EXTRACTED MATERIAL:
━━━━━━━━━━━━━━━━━━━━━━━━━━━━━━

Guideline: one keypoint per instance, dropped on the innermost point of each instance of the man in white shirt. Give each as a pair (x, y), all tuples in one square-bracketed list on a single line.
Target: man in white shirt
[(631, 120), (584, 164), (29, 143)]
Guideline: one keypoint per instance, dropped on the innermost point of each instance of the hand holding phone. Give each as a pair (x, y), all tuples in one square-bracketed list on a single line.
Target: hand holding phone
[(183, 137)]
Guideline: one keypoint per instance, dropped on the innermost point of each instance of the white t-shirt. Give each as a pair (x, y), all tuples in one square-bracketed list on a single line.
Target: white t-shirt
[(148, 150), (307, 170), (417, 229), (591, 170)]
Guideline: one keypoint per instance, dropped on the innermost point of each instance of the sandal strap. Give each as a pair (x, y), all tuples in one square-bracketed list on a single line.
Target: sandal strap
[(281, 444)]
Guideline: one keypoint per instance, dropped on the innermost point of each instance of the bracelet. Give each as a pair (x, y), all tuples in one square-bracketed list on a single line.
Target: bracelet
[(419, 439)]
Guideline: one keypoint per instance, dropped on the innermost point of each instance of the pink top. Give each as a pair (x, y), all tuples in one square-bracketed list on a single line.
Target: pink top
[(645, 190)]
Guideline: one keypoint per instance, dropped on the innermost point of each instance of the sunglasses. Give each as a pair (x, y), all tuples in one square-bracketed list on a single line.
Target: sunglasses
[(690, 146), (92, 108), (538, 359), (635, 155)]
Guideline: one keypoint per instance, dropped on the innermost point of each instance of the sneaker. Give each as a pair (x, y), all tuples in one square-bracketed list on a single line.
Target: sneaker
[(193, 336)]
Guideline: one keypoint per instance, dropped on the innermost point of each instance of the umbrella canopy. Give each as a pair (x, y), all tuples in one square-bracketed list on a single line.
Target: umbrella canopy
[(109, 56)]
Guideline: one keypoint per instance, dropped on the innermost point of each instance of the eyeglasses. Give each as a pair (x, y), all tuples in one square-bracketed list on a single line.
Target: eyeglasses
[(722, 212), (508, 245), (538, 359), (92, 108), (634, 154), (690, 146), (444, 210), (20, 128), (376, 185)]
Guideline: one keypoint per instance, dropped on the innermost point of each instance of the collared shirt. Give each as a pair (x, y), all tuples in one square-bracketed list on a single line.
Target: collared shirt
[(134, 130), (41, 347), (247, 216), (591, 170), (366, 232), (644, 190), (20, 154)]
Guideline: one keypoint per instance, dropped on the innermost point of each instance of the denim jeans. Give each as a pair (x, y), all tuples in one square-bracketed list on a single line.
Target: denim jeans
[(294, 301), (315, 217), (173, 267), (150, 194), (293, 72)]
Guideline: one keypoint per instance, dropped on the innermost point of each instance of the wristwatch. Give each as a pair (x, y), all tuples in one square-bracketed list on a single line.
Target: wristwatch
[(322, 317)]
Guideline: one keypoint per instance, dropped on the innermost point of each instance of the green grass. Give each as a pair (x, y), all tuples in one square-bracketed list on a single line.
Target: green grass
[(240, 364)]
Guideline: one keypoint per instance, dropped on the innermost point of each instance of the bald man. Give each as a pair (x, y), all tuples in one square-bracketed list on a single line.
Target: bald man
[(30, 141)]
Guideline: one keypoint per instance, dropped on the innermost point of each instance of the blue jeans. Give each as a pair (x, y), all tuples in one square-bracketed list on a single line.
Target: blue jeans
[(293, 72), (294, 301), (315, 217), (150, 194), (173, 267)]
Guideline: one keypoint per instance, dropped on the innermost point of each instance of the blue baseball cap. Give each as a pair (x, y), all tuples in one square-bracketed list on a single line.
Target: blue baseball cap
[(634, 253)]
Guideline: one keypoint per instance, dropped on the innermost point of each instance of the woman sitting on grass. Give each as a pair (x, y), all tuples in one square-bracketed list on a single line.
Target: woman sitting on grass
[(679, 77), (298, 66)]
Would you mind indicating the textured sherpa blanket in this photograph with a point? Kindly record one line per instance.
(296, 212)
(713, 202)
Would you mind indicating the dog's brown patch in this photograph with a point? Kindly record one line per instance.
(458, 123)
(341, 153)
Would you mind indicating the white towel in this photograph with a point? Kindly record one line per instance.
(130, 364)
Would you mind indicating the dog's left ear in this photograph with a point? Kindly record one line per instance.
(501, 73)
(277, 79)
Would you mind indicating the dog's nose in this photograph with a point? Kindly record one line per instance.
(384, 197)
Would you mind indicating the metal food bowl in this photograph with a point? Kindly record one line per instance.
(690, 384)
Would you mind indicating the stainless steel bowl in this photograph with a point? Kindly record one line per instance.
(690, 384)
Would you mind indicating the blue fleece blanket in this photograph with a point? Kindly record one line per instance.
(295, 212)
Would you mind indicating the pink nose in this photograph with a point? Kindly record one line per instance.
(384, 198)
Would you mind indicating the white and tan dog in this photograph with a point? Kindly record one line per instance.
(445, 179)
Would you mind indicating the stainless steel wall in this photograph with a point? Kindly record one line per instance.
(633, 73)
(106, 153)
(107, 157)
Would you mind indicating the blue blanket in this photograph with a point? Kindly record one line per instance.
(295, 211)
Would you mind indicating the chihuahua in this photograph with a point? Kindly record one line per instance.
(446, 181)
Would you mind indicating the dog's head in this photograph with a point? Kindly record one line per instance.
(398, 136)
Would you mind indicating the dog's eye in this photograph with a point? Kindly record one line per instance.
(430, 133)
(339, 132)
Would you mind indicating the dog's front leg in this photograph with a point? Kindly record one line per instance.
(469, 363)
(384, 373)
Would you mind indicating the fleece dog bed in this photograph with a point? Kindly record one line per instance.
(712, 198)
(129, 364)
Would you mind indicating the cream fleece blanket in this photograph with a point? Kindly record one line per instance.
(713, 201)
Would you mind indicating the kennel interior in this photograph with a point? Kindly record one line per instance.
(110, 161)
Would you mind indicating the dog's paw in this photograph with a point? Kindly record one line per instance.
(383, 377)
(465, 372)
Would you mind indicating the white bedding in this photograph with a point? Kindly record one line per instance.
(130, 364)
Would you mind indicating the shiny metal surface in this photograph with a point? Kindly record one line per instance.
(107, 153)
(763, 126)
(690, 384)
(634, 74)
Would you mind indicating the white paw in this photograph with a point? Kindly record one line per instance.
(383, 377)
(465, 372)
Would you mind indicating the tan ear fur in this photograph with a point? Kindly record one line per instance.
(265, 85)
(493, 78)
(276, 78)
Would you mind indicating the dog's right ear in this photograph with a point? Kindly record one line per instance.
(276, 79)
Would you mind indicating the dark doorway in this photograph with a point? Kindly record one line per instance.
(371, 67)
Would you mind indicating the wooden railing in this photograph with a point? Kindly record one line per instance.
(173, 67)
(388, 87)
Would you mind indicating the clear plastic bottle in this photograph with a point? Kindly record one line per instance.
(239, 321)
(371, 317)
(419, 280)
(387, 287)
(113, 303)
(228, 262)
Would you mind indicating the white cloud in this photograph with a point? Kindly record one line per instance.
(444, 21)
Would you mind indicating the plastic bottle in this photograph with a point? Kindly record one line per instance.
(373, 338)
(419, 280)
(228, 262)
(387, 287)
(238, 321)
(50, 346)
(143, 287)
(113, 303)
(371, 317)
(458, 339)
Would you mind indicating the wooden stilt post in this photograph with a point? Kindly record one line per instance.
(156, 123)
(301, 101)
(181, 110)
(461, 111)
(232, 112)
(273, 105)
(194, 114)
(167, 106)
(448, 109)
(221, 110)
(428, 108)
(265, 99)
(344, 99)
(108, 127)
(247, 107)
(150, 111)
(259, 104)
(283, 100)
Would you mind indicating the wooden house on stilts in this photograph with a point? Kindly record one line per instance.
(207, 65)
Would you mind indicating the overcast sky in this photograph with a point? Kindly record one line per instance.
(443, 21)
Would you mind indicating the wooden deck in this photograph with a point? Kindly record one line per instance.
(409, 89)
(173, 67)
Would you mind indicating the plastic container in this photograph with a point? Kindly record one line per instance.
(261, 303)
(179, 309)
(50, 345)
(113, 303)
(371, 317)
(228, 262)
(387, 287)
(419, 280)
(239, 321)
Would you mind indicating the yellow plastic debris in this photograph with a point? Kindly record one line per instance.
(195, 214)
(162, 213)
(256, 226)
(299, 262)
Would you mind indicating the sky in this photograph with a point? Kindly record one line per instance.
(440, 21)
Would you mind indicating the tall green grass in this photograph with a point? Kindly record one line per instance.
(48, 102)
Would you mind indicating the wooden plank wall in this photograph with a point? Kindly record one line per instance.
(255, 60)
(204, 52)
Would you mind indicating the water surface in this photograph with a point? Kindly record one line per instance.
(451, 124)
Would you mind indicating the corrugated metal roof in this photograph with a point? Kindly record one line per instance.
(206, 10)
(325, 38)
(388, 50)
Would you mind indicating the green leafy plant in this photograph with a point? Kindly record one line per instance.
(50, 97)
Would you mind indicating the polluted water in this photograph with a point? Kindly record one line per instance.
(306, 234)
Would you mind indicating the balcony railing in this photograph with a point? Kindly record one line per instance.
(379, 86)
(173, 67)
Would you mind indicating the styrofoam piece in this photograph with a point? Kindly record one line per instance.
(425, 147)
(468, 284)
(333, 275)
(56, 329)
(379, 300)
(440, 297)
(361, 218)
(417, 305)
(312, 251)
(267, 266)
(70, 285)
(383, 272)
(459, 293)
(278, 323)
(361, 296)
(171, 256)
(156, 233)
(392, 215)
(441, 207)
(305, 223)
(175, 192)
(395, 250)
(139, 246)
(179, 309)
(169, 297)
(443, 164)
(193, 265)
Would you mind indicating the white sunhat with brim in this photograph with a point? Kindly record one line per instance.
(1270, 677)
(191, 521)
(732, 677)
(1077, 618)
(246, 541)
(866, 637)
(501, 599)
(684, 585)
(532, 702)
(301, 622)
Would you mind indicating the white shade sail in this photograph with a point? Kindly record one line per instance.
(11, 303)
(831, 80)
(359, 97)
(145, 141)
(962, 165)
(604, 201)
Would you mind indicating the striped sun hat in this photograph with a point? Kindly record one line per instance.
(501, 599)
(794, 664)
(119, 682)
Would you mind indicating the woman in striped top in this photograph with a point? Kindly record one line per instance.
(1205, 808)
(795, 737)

━━━━━━━━━━━━━━━━━━━━━━━━━━━━━━

TASK BRIEF:
Reproduce the lines of the records from the line containing "of the bald" through the line containing "[(30, 141)]", including both of those lines.

THE RESULT:
Guideline: one keypoint per instance, dropped on the innermost point of each instance of the bald man. Give each as a pair (x, y), all tuples in one square-bracketed list on a single line.
Target: bald man
[(30, 141)]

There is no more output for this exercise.